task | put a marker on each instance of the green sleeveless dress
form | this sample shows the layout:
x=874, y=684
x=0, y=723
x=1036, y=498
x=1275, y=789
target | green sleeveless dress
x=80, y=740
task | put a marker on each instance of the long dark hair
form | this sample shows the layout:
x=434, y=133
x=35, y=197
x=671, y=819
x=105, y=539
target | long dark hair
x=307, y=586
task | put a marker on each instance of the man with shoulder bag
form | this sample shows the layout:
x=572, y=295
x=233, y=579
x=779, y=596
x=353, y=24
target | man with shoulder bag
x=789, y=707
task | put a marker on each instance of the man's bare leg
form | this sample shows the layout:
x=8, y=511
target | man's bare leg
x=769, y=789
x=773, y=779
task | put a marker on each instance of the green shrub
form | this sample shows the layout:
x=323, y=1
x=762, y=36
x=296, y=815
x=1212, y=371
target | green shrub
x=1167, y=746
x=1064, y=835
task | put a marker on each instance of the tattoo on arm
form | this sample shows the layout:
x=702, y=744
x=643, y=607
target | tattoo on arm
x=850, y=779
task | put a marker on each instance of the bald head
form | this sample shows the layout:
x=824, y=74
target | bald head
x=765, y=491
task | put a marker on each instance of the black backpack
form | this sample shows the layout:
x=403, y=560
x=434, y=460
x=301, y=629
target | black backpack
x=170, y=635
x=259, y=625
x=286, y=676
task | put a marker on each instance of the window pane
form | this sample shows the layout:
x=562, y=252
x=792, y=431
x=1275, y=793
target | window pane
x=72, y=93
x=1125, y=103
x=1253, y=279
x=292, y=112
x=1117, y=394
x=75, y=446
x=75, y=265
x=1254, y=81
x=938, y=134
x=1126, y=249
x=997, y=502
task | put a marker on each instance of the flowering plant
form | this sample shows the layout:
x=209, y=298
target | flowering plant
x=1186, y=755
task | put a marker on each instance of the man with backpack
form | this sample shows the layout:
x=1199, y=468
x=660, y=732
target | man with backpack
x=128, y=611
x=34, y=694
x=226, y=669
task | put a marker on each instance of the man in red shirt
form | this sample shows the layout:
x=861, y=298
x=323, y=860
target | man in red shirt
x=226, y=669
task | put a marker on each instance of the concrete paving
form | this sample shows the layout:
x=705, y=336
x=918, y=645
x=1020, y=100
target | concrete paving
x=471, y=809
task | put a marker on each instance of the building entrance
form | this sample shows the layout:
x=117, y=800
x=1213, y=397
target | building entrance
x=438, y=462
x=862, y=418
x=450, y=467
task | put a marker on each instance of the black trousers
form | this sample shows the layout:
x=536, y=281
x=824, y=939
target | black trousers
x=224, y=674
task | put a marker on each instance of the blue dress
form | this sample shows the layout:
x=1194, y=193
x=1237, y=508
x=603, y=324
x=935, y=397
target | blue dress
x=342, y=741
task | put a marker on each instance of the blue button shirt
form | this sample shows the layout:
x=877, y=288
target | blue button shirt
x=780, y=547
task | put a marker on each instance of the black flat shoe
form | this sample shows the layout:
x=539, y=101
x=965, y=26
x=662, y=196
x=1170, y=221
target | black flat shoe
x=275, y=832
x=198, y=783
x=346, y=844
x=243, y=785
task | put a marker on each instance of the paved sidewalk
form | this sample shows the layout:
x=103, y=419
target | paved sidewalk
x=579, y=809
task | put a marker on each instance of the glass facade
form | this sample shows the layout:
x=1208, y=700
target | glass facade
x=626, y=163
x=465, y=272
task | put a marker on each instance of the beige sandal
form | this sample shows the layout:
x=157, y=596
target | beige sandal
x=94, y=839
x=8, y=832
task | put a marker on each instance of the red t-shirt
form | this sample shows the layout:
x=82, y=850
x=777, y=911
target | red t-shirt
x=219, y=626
....
## GIVEN PROBLEM
Return, unchanged, the stretch of the records above that starts with the line containing "task | put a marker on each instance of the flowering" and ends with the line containing "x=1186, y=755", including both of those lines.

## RESPONSE
task | put a marker on each instance of the flowering plant
form | this sample shows the layout:
x=209, y=298
target | flowering plant
x=1186, y=755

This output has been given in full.